(Image box annotation records)

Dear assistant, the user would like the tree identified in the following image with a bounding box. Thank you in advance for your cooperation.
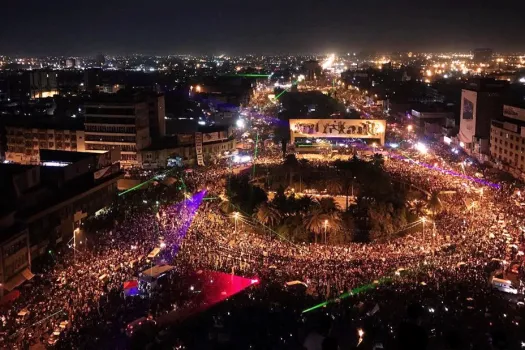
[296,196,316,214]
[305,209,325,243]
[283,154,299,187]
[254,203,281,226]
[326,179,343,195]
[372,153,385,167]
[277,215,308,242]
[410,200,426,218]
[305,207,343,243]
[428,191,443,219]
[219,199,235,214]
[318,197,340,214]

Requirements: Reproduce all of the rows above, including their text, and add 74 to every coordinate in the bounding boxes. Omit the pictures from your reply.

Final result:
Dear assistant, the user would like the tree identified in the following image with a bounding box. Thank you in advance for your cooperation.
[370,270,390,288]
[379,283,399,317]
[357,228,373,261]
[328,277,355,300]
[400,253,417,269]
[446,227,459,241]
[351,289,382,316]
[484,274,500,292]
[379,281,417,317]
[502,265,517,293]
[293,273,309,288]
[392,271,414,288]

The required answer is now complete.